**EXERCISE DETAILS**
Copy each line below holding "grey".

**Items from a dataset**
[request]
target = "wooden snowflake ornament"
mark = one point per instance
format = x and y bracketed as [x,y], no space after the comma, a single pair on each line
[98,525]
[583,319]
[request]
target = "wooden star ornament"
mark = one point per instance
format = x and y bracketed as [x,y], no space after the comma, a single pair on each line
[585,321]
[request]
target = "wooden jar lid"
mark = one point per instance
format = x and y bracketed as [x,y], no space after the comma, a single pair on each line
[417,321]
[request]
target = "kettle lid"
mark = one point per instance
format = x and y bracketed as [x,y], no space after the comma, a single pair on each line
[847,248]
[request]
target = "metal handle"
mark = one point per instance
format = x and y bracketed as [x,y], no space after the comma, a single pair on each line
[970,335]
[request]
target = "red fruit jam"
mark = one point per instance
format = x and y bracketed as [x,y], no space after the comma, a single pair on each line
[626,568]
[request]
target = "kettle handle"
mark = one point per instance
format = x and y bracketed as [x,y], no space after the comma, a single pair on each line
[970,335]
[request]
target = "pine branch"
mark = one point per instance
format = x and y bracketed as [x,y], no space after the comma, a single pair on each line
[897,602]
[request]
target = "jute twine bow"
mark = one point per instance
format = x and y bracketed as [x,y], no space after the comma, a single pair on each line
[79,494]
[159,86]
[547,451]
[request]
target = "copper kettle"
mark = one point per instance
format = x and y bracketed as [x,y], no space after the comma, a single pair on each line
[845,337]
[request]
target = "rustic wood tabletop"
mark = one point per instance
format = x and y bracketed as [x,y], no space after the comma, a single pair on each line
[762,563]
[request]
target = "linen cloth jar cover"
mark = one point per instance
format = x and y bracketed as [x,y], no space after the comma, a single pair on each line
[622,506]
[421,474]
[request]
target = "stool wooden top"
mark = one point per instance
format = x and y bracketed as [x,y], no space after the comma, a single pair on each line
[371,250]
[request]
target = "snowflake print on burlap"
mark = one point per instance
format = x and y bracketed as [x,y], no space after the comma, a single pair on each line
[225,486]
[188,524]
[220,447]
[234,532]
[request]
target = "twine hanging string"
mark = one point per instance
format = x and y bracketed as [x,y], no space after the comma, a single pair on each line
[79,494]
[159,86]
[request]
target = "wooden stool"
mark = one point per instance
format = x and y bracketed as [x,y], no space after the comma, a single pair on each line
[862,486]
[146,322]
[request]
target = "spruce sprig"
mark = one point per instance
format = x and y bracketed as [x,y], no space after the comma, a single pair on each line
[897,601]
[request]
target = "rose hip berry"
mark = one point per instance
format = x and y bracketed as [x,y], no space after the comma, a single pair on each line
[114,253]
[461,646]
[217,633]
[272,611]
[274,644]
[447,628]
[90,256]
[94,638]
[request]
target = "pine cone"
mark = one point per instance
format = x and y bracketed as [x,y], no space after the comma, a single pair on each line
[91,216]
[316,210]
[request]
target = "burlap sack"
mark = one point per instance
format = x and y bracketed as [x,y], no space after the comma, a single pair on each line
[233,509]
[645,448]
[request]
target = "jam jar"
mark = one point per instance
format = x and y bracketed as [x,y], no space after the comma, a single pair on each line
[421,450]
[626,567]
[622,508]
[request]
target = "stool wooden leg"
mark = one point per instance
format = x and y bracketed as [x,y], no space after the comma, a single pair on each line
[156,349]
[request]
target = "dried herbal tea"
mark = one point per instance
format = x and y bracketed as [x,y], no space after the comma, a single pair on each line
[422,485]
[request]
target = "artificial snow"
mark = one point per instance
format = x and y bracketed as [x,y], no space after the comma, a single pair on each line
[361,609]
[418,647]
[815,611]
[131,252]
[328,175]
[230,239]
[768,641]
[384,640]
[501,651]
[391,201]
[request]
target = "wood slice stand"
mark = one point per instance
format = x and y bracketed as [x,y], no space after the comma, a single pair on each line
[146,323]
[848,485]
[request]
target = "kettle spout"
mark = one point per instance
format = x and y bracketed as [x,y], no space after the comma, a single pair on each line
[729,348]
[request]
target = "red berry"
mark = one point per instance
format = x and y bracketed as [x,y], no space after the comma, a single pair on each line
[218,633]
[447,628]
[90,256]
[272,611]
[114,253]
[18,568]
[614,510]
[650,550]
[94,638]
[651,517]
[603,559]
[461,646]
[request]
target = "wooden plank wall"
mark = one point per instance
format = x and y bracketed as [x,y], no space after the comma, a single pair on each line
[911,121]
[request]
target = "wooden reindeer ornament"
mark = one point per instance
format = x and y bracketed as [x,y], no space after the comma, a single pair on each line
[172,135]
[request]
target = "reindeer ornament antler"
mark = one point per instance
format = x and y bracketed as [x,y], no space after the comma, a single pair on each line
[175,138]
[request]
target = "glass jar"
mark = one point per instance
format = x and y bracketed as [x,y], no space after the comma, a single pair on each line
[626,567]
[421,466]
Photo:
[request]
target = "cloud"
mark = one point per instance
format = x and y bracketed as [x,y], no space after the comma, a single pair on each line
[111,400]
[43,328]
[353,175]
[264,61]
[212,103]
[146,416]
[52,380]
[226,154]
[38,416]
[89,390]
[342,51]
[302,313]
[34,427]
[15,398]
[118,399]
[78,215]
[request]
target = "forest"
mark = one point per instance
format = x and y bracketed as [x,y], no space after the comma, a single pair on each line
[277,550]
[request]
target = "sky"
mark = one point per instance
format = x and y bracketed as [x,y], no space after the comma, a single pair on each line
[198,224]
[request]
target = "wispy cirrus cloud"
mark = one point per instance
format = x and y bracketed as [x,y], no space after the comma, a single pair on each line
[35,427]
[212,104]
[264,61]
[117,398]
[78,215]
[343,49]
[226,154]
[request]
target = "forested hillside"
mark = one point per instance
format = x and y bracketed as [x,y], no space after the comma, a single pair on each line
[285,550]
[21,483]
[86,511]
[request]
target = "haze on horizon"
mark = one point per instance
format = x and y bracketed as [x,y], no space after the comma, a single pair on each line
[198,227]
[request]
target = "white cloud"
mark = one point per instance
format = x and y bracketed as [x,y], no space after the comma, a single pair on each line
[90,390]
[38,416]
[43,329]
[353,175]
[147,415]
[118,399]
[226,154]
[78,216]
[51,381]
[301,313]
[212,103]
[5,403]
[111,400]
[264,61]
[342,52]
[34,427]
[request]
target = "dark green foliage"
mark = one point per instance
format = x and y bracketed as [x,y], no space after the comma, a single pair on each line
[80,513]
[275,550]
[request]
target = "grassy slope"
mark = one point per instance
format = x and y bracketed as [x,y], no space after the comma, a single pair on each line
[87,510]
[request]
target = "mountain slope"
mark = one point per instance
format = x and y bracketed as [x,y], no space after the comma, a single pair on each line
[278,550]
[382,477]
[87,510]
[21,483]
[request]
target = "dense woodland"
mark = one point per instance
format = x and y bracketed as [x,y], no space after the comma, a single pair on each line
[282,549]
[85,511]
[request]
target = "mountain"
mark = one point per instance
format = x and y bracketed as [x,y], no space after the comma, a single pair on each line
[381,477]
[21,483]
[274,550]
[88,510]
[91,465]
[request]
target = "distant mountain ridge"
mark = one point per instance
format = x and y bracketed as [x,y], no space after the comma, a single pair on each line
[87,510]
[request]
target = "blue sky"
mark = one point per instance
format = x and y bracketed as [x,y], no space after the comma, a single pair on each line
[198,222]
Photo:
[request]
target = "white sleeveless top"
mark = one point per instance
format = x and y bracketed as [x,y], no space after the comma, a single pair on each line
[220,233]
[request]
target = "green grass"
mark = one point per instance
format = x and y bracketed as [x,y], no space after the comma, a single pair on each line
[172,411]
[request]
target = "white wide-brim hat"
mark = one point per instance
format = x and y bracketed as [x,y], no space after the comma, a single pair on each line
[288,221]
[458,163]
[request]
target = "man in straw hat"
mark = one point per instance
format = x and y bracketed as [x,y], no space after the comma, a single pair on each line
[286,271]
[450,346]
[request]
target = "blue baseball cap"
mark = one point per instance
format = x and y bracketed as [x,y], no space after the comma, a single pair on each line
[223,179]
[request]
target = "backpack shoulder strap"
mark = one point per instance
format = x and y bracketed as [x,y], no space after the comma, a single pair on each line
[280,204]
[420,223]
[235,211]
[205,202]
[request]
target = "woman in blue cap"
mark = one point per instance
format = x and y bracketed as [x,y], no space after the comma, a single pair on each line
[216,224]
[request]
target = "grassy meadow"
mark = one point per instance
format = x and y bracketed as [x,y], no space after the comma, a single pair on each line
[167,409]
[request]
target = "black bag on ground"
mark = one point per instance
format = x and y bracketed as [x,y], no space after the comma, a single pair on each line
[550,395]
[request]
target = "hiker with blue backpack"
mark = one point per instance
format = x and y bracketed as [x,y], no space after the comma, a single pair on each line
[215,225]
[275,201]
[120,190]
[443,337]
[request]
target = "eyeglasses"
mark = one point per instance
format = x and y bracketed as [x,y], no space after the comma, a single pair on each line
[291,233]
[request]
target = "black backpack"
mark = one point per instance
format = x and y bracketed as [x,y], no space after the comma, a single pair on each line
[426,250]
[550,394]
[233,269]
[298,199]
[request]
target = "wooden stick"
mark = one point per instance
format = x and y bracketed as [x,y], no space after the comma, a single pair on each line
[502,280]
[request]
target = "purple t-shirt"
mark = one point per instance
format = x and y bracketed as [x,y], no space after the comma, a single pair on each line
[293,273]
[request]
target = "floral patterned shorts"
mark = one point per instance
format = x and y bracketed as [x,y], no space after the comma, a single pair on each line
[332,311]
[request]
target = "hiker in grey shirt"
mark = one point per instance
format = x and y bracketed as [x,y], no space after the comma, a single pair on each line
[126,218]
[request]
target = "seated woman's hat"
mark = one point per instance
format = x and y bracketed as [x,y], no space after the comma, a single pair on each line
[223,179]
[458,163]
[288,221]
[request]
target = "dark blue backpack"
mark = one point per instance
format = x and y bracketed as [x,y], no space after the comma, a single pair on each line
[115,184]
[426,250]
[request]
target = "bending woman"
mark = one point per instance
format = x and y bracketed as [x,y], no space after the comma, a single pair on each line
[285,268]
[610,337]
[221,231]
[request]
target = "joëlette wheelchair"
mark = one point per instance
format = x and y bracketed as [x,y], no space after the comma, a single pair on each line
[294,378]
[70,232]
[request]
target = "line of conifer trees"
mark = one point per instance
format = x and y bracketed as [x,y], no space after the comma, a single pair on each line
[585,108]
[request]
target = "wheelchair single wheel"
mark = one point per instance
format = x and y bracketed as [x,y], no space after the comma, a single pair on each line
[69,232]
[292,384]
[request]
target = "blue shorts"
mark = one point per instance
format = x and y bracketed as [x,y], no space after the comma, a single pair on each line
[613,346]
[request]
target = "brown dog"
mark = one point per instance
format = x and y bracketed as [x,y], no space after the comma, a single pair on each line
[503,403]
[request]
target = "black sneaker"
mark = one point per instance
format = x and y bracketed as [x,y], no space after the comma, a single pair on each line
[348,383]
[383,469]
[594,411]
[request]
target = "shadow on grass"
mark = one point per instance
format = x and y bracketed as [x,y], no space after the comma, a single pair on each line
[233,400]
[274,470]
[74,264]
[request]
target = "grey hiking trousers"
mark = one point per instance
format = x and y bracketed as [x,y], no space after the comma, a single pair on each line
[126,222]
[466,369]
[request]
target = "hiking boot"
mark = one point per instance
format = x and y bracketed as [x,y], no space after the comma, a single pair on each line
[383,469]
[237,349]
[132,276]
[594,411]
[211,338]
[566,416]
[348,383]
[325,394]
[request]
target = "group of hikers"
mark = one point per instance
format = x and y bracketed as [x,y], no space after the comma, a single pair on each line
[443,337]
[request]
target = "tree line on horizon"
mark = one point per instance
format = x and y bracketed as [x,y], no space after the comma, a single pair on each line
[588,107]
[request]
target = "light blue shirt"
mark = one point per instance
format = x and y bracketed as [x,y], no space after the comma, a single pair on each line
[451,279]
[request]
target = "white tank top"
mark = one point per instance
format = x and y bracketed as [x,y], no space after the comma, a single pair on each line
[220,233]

**RESPONSE**
target = "hiker in grey shirt"
target = "grey hiking trousers"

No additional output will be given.